Collection entries
•••••
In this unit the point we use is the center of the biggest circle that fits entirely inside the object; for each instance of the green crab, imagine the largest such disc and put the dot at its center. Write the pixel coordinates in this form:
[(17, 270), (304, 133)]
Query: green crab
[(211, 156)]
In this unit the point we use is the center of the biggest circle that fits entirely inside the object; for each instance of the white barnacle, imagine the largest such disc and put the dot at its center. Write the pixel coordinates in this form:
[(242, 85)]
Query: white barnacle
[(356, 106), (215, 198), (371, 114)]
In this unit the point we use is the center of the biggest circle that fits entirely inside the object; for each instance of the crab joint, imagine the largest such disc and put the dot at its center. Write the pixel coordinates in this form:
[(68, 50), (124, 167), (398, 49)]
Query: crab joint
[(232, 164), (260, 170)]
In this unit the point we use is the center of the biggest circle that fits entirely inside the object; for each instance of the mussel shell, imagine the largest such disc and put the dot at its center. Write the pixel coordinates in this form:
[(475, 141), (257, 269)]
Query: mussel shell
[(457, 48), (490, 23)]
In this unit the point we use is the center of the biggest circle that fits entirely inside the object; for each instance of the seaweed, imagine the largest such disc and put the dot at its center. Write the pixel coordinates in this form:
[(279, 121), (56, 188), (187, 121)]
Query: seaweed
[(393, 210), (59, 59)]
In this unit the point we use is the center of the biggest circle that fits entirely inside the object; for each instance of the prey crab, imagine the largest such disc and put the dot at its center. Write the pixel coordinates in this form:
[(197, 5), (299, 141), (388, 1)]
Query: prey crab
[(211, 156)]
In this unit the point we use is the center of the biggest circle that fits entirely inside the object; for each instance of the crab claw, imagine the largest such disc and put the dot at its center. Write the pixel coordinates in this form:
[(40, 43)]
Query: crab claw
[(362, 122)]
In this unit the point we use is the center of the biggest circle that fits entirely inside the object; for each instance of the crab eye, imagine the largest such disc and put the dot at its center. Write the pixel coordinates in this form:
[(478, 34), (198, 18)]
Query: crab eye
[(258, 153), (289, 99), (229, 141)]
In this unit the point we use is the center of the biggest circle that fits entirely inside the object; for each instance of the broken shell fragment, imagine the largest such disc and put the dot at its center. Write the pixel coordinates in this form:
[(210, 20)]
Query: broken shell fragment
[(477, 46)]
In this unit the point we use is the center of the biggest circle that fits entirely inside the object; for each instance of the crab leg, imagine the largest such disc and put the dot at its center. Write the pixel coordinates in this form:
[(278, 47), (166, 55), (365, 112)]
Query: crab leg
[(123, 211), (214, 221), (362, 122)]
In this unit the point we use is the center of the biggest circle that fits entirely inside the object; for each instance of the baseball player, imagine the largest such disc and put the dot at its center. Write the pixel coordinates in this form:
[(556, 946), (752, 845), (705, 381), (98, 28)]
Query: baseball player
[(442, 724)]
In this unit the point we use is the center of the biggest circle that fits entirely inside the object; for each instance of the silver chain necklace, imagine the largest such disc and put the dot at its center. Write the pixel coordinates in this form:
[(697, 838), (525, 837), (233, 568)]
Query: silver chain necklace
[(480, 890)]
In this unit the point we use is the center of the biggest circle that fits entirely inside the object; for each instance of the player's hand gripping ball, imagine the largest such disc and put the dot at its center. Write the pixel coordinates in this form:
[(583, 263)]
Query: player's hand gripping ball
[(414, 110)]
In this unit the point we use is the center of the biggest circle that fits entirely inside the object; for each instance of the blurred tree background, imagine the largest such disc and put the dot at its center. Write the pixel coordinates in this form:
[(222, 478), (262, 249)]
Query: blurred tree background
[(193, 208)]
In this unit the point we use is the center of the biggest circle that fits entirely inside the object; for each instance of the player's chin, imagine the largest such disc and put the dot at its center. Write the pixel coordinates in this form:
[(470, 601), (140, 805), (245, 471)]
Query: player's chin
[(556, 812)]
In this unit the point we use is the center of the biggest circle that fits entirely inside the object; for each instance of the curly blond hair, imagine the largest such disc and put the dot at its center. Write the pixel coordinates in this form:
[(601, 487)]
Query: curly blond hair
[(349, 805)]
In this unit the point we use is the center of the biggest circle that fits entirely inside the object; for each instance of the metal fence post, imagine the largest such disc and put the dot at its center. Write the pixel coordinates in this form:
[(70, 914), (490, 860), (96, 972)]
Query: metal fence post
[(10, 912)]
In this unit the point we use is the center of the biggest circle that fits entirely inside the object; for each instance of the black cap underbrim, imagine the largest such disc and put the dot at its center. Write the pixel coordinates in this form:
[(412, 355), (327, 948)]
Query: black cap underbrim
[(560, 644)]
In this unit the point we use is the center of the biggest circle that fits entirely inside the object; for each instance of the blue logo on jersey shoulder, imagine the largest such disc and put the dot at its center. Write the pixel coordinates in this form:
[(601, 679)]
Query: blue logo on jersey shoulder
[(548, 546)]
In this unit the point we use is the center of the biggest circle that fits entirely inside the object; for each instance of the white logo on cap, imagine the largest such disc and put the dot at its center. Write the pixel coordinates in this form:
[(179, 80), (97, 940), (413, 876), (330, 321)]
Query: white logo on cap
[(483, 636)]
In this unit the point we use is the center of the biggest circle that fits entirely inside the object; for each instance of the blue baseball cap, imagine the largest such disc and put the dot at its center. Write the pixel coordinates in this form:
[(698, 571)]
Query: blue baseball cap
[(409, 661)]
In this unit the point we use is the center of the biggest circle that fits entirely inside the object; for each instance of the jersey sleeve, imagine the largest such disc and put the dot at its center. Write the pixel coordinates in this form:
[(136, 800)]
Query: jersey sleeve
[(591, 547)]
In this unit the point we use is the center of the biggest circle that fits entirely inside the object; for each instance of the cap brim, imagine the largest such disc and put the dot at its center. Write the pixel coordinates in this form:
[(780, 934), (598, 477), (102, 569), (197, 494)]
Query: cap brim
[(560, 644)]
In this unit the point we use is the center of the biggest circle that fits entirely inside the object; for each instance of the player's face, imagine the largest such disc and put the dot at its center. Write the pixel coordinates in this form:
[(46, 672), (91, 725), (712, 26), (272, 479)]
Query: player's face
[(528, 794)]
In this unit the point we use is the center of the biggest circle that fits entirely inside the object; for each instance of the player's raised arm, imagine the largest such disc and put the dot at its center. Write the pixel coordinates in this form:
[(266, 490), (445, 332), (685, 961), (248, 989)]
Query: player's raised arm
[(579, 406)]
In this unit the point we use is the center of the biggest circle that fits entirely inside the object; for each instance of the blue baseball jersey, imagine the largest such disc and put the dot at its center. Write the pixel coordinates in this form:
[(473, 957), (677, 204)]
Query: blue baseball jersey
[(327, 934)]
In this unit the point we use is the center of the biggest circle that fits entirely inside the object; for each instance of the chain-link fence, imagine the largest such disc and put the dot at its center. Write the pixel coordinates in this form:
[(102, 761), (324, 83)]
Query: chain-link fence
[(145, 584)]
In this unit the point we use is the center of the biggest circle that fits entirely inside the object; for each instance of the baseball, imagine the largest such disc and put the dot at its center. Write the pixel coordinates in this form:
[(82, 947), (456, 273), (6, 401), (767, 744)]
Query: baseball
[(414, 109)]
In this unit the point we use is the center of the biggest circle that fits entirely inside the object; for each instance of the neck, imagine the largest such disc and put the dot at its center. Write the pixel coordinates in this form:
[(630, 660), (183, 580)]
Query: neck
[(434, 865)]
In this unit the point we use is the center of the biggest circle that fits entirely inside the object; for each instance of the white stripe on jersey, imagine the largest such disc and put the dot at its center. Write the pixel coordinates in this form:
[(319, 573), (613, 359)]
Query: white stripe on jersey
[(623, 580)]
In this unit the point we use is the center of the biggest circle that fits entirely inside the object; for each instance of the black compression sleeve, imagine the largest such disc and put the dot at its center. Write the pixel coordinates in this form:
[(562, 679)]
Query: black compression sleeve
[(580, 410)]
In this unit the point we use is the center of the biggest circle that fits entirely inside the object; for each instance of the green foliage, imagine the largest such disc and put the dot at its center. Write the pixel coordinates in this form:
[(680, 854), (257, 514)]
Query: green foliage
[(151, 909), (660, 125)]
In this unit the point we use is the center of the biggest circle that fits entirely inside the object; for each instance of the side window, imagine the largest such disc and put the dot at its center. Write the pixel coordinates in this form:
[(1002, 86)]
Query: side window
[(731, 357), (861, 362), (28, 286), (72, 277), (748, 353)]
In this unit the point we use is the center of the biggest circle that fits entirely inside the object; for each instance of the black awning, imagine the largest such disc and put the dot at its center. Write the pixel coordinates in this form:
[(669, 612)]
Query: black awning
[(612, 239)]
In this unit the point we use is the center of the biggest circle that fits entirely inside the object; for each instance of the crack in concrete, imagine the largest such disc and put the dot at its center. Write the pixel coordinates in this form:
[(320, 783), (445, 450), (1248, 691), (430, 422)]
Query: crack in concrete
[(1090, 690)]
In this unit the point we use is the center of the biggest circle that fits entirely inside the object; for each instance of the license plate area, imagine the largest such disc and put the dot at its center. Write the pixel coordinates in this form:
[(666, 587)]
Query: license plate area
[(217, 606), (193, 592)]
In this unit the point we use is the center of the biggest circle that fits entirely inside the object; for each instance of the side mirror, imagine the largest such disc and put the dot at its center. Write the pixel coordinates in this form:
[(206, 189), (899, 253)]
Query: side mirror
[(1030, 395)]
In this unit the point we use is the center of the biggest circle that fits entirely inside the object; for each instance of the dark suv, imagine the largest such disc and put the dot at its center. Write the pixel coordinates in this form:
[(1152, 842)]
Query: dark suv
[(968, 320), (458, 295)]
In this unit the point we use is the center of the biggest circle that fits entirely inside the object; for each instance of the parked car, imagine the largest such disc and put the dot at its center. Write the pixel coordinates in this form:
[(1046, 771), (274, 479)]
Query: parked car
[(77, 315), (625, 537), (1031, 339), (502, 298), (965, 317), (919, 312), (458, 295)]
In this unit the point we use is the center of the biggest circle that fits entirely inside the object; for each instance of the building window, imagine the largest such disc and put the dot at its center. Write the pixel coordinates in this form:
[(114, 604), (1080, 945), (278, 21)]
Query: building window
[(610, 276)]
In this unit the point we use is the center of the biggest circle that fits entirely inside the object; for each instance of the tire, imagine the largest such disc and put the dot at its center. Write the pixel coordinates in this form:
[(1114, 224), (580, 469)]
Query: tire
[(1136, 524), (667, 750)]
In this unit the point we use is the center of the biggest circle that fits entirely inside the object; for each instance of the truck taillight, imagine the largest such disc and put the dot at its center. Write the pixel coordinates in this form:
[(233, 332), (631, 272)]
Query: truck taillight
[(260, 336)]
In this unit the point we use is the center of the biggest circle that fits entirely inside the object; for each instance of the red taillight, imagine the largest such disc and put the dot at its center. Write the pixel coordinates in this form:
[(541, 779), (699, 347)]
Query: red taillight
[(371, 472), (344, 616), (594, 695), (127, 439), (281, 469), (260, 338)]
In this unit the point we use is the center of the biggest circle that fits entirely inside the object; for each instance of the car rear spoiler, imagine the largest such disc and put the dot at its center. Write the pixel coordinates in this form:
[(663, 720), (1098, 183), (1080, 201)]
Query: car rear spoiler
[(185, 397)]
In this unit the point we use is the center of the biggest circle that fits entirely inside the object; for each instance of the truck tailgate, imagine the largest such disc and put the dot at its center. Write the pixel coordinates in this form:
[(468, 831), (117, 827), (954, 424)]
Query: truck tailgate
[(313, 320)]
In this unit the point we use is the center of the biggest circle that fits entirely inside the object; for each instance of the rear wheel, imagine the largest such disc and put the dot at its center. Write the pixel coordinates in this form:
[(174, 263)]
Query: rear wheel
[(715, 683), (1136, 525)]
•••••
Rescale the material from the line containing "truck tailgate, imagine" to the line containing "[(313, 320)]", both lines included. Reproduce every line, but multiply each answer coordinate by 1.85 and round it to a whole number (halves up), keeping all other numbers unchanged.

=== Correct result ===
In this unit the point we use is the center of the biggest circle that fits entirely inside the object; for each instance of the truck tailgate, imagine the largest such disc and put the dot at its center. Write the pixel coordinates in this form:
[(468, 831), (117, 827), (954, 424)]
Query: truck tailgate
[(579, 592)]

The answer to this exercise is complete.